| DIRECTIONS FOR THIS TASK |
Rewrite the stretch of the listing from the line containing "I need to verify whether any red" through the line containing "xmin=367 ymin=25 xmax=423 ymax=79", changing "photo" to "image" and keeping everything else the same. Leave the pictures out of your answer.

---------- RECORDS SUPPLIED ----------

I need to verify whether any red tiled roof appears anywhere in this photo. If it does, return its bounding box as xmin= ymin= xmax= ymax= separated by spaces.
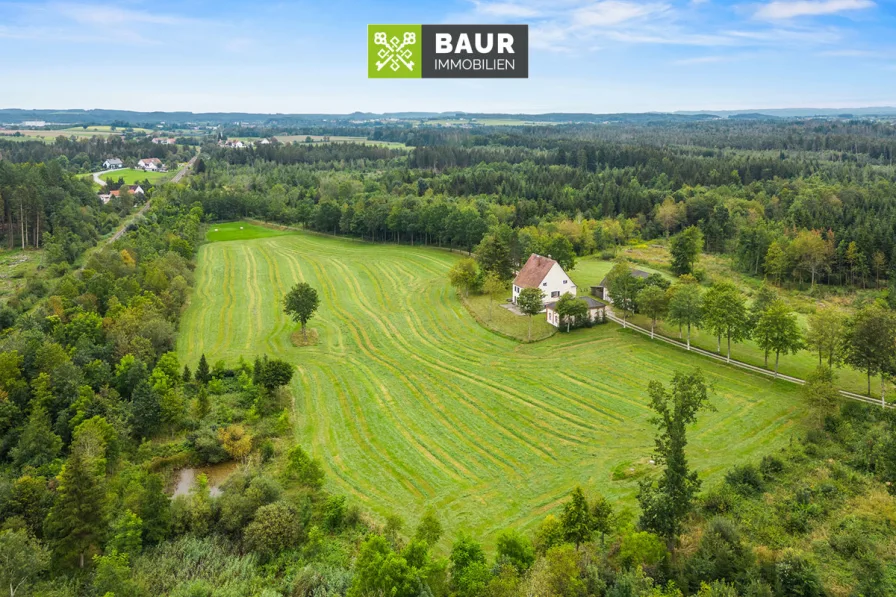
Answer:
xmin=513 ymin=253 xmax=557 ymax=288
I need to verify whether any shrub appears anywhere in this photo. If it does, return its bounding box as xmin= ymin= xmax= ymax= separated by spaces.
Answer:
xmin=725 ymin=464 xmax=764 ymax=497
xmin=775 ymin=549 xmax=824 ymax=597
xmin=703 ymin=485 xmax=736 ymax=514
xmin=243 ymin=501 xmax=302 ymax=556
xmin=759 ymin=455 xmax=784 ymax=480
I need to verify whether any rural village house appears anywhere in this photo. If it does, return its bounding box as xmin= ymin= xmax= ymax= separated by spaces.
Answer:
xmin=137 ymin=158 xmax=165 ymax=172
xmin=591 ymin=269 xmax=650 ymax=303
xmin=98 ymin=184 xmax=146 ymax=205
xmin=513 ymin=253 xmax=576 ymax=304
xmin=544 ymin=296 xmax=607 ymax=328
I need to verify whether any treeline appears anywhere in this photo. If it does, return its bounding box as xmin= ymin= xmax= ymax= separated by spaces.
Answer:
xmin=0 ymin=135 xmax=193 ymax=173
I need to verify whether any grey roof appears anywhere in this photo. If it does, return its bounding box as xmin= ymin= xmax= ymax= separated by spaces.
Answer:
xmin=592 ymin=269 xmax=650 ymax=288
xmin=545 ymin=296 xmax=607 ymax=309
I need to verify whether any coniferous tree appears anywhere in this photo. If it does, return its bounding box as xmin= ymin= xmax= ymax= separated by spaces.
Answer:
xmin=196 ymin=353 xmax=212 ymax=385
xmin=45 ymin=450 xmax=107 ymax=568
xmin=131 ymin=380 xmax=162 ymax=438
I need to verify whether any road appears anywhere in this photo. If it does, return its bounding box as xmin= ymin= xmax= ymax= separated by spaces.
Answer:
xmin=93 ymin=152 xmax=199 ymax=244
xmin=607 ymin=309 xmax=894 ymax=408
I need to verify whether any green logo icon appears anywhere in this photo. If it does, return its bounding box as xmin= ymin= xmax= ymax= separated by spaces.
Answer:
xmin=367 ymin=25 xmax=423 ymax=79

----------
---------- RECORDS SUPPLIED ----------

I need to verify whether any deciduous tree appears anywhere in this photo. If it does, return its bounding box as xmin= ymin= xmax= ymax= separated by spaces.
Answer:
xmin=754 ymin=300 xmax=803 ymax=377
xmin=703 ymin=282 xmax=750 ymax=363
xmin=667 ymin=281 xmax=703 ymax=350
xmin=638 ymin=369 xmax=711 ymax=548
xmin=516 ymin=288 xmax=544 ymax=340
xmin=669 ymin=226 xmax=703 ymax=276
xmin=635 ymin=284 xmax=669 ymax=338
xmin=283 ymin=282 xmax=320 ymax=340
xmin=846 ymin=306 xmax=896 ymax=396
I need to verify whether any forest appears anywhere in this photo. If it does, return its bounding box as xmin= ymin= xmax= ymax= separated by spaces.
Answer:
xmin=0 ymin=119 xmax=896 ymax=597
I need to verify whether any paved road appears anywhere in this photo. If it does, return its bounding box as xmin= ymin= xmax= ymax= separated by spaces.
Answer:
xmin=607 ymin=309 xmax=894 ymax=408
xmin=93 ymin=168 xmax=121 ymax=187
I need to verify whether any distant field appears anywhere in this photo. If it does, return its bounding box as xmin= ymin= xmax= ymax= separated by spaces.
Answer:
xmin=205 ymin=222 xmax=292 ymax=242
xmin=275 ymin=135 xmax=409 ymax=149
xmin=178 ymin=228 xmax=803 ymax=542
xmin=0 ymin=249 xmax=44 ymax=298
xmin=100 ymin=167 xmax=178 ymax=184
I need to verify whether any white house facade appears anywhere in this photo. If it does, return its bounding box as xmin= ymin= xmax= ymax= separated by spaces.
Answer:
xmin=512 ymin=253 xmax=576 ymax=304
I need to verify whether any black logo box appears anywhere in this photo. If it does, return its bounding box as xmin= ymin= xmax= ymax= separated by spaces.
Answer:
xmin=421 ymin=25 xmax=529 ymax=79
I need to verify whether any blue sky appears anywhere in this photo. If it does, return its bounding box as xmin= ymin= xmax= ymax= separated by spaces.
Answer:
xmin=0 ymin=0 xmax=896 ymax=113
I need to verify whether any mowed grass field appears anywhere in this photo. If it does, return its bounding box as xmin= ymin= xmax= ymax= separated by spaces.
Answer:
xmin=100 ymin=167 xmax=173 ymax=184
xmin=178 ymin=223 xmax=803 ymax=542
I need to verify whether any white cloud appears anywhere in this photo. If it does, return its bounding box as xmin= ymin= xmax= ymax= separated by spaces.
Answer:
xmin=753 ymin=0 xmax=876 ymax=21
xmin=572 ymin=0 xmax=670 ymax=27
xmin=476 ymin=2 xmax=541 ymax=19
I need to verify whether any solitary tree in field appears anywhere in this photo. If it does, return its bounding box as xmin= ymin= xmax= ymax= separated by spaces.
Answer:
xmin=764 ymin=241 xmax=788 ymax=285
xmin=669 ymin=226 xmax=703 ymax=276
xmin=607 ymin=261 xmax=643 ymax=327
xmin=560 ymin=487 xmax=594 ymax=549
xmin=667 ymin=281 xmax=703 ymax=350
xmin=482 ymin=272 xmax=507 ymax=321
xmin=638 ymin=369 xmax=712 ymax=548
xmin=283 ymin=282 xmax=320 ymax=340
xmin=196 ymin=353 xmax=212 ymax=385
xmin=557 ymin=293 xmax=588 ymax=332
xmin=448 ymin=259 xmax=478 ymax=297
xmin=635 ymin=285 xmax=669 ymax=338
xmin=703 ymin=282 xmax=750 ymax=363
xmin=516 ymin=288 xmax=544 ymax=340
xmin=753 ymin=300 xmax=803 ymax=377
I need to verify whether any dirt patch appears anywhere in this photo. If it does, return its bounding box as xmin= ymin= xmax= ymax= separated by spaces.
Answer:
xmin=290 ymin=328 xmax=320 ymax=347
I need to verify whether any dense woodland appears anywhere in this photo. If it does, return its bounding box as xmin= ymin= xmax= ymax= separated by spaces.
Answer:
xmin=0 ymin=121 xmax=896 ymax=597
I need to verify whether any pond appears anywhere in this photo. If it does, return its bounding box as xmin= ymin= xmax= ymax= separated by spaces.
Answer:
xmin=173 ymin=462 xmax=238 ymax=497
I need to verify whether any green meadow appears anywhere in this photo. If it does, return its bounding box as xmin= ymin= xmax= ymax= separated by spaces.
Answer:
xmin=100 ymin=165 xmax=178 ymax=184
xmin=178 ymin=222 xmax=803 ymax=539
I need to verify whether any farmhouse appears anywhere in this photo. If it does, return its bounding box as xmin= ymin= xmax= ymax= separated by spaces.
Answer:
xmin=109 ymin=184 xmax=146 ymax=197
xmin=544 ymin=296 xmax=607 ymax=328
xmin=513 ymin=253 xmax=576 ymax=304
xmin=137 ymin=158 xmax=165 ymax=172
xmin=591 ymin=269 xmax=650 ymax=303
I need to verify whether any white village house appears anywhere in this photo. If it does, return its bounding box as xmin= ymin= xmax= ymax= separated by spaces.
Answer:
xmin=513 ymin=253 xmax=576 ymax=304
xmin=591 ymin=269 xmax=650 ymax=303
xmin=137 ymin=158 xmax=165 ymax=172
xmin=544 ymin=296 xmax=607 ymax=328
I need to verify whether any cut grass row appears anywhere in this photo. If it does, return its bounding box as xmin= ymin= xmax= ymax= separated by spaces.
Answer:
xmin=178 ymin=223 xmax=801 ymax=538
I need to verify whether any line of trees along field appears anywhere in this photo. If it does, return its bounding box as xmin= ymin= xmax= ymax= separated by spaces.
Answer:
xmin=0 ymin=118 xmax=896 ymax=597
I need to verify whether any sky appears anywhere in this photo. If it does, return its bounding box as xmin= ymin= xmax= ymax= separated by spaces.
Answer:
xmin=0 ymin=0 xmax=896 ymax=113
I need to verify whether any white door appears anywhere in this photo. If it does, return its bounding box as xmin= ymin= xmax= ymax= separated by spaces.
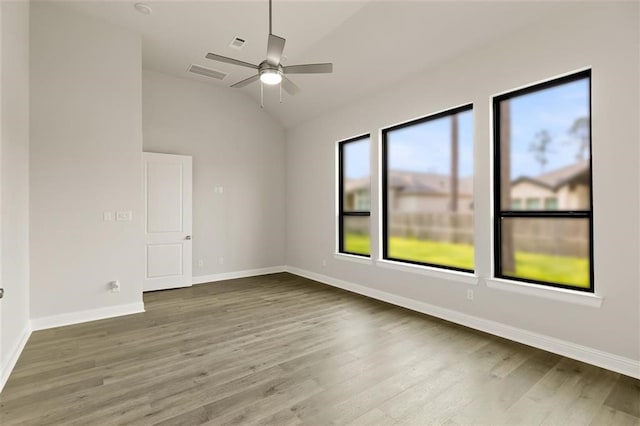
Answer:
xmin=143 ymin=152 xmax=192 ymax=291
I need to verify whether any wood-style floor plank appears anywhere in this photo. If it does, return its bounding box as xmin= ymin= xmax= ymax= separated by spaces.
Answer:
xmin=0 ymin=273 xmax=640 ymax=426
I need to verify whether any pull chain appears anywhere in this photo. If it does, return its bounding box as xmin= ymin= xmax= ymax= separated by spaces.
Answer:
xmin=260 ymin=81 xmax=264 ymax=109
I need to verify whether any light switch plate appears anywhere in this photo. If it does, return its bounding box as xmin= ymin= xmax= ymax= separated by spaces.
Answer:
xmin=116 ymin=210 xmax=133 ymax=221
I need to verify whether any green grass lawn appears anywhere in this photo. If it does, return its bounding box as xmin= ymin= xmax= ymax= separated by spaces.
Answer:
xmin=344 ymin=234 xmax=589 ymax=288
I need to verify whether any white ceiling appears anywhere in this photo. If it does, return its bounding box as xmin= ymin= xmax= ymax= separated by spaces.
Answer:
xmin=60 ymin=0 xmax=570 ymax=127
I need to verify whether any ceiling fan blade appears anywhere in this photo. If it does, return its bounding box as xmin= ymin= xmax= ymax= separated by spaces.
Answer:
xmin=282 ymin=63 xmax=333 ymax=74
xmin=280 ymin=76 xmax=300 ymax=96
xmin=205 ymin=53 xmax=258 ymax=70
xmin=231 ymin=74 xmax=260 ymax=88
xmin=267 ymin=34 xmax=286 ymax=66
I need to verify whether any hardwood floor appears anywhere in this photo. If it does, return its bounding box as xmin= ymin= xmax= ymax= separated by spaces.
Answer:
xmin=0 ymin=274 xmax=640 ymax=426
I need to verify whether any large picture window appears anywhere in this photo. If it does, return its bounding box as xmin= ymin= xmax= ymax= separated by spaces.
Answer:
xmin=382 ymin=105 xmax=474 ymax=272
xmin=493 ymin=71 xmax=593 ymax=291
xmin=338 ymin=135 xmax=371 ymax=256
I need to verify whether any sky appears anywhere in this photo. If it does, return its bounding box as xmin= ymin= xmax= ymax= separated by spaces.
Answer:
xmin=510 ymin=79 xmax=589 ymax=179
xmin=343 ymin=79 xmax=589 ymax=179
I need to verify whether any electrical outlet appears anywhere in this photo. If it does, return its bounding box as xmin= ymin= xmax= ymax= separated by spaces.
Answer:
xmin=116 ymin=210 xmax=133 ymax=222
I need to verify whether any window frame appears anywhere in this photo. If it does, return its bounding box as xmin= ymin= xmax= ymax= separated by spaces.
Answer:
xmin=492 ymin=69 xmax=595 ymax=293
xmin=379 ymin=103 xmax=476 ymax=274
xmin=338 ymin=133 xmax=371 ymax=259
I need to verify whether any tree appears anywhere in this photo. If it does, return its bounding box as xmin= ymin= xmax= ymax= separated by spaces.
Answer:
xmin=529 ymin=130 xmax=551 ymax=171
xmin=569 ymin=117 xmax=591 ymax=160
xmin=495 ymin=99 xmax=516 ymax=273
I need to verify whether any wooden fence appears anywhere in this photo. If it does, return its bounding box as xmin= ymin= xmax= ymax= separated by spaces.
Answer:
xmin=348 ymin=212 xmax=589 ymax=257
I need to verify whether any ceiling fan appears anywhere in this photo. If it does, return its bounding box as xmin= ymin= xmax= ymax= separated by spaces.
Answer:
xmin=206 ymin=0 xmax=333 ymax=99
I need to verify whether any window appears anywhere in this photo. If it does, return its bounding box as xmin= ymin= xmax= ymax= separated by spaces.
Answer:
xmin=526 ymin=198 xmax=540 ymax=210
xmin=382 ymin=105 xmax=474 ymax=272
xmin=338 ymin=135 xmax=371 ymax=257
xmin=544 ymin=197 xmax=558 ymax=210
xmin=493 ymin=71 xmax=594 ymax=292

----------

| FULL RESPONSE |
I need to verify whether any red tiled roof appears anywhere in this image. If it does, return its bounding box as xmin= ymin= xmax= ymax= separated by spaces.
Answer:
xmin=513 ymin=253 xmax=557 ymax=288
I need to verify whether any shrub appears anywhere in this image. If it does, return its bounding box as xmin= ymin= xmax= ymax= separated by spaces.
Answer:
xmin=725 ymin=464 xmax=764 ymax=497
xmin=775 ymin=549 xmax=824 ymax=597
xmin=703 ymin=485 xmax=736 ymax=514
xmin=243 ymin=501 xmax=302 ymax=556
xmin=759 ymin=455 xmax=784 ymax=480
I need to verify whether any rural village house appears anywhere in this image. If it does, return its bounding box as xmin= ymin= xmax= ymax= separated by spaces.
Answer:
xmin=137 ymin=158 xmax=165 ymax=172
xmin=591 ymin=269 xmax=650 ymax=303
xmin=98 ymin=184 xmax=146 ymax=205
xmin=513 ymin=253 xmax=576 ymax=304
xmin=544 ymin=296 xmax=607 ymax=328
I need to verify whether any treeline appears anywhere in this image. If it does, return its bounding box as xmin= ymin= xmax= ymax= separated by spaces.
Answer:
xmin=0 ymin=135 xmax=193 ymax=173
I need to verify whether any grey roof appears anywhere in this image. If it does, return its bounding box as xmin= ymin= xmax= ymax= separated by spaces.
Answer:
xmin=592 ymin=269 xmax=650 ymax=288
xmin=545 ymin=296 xmax=607 ymax=309
I need to verify whether any coniferous tree appears anywhere in this image. If it does, return its bounding box as xmin= ymin= xmax= ymax= separated by spaces.
Answer:
xmin=196 ymin=353 xmax=212 ymax=385
xmin=45 ymin=450 xmax=107 ymax=568
xmin=131 ymin=380 xmax=162 ymax=438
I need to verify whether any road appears anywhere in this image. If it does, return its bounding box as xmin= ymin= xmax= ymax= separated by spaces.
Answer:
xmin=93 ymin=152 xmax=199 ymax=244
xmin=607 ymin=309 xmax=894 ymax=408
I need to verify whether any green logo icon appears anywhere in this image. If it does, return its bounding box as xmin= ymin= xmax= ymax= separated by spaces.
Answer:
xmin=367 ymin=25 xmax=423 ymax=79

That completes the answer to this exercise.